>> Start ENTRIES SUPPLIED

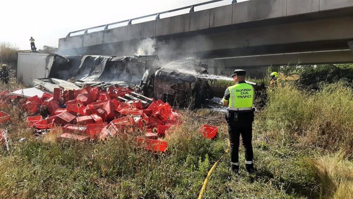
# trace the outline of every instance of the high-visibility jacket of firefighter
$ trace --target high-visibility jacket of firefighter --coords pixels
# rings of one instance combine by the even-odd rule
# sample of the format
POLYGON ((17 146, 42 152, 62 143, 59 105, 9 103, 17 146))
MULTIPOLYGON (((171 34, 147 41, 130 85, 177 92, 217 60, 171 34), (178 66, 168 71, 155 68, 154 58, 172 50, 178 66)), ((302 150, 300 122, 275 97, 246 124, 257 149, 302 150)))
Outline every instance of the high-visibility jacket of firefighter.
POLYGON ((228 89, 230 93, 228 110, 252 110, 254 101, 254 88, 252 86, 245 83, 237 83, 229 87, 228 89))

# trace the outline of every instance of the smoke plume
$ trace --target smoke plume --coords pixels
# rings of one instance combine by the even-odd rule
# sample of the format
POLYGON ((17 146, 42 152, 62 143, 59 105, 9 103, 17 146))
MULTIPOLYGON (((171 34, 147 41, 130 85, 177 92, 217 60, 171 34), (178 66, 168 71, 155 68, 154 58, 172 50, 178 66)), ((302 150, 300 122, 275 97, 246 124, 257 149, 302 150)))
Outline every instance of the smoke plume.
POLYGON ((156 51, 156 41, 150 38, 142 40, 138 45, 137 55, 151 55, 156 51))

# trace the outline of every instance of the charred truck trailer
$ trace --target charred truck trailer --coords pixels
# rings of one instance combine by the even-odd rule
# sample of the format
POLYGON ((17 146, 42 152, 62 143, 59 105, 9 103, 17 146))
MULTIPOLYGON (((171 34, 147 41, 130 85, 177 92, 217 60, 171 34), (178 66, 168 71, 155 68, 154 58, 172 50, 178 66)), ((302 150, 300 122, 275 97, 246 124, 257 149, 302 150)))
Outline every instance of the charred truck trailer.
POLYGON ((18 81, 51 82, 69 80, 78 86, 102 82, 136 86, 146 96, 180 107, 202 106, 213 97, 206 65, 193 59, 161 63, 153 56, 107 56, 18 53, 18 81), (31 72, 30 72, 31 71, 31 72))

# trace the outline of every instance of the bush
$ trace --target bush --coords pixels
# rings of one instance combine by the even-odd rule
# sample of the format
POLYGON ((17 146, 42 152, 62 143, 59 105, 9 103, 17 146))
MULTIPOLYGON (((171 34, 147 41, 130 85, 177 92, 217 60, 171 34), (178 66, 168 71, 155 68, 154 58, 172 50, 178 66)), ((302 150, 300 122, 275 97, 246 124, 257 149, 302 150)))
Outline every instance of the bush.
POLYGON ((334 151, 342 148, 352 156, 353 90, 344 83, 324 85, 314 93, 287 84, 268 94, 259 115, 268 135, 334 151))
POLYGON ((345 153, 306 158, 305 162, 321 184, 320 197, 353 198, 353 164, 344 160, 345 153))
POLYGON ((16 65, 18 48, 10 43, 0 43, 0 62, 16 65))
POLYGON ((299 76, 297 83, 304 88, 319 89, 322 83, 331 84, 344 81, 353 88, 353 65, 323 65, 297 67, 292 74, 299 76))

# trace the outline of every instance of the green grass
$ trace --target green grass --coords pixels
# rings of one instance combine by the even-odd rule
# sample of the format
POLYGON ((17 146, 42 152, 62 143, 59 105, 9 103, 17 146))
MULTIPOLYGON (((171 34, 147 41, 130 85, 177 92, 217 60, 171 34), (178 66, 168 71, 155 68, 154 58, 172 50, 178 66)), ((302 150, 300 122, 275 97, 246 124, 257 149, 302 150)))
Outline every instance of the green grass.
MULTIPOLYGON (((0 85, 0 91, 9 89, 0 85)), ((245 171, 240 147, 240 174, 230 171, 230 157, 226 155, 204 198, 322 197, 322 183, 307 165, 307 157, 329 154, 342 147, 347 156, 351 154, 347 147, 351 146, 351 93, 340 84, 315 93, 287 84, 269 90, 267 105, 256 114, 253 126, 257 173, 245 171), (333 102, 340 105, 339 109, 333 102), (330 125, 325 126, 327 120, 330 125)), ((169 147, 165 154, 137 147, 132 136, 105 142, 58 143, 45 138, 53 136, 49 134, 37 141, 16 102, 0 110, 12 117, 9 124, 0 125, 9 130, 11 140, 9 151, 0 147, 1 198, 194 198, 228 145, 224 114, 209 110, 183 112, 183 125, 166 137, 169 147), (198 129, 203 124, 218 127, 215 140, 200 135, 198 129), (19 142, 22 137, 25 141, 19 142)), ((345 179, 335 195, 350 190, 351 181, 345 179)))

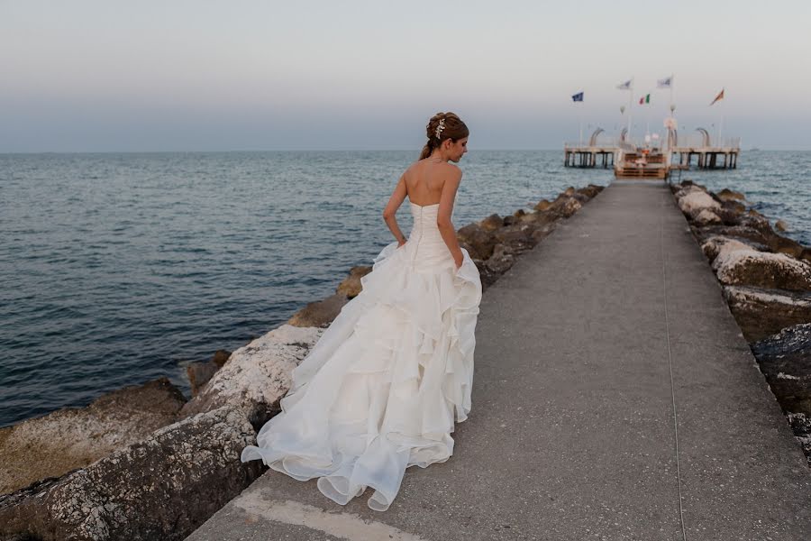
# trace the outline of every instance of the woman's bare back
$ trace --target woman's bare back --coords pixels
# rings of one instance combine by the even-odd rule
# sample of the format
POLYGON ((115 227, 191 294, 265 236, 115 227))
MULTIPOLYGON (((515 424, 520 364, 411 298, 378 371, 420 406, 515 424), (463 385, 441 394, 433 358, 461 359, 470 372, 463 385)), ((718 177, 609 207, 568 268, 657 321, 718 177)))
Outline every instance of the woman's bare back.
POLYGON ((453 176, 455 165, 430 159, 415 161, 406 170, 403 178, 408 200, 420 206, 437 205, 442 195, 445 180, 453 176))

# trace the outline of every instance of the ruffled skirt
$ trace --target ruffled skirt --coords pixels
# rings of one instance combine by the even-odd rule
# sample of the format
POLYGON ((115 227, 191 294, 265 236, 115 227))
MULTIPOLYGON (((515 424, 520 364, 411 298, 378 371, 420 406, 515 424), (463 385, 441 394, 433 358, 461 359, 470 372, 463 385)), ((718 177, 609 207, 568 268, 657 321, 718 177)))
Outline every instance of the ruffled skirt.
POLYGON ((466 251, 457 270, 442 248, 427 259, 409 243, 384 248, 242 462, 317 477, 341 505, 371 487, 369 507, 383 511, 406 468, 448 460, 454 420, 470 410, 481 282, 466 251))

>> End ENTRIES SUPPLIED

• WHAT NEEDS TO BE DONE: Reproduce every line of the records, requests included, in the part that opens with the line containing "# trace the outline of every instance of the woman's" and closes with the line containing "POLYGON ((453 176, 455", both lines included. In that part, offset every coordinate in the answers by -8 and leave all other lines unchanged.

• REPLY TO THE EXERCISE:
# trace the outline of every instance of the woman's bare back
$ trace --target woman's bare back --coords pixels
# rings of one instance combine by the even-odd rule
# sample of the format
POLYGON ((115 227, 191 294, 265 236, 115 227))
MULTIPOLYGON (((515 424, 520 364, 411 298, 378 371, 420 406, 515 424), (463 385, 441 394, 433 358, 461 359, 470 372, 463 385)), ((718 177, 609 207, 568 268, 657 321, 718 177)))
Outline every instance of the woman's bare back.
POLYGON ((445 168, 447 157, 422 151, 407 153, 398 162, 395 170, 400 192, 412 198, 429 197, 434 187, 437 172, 445 168))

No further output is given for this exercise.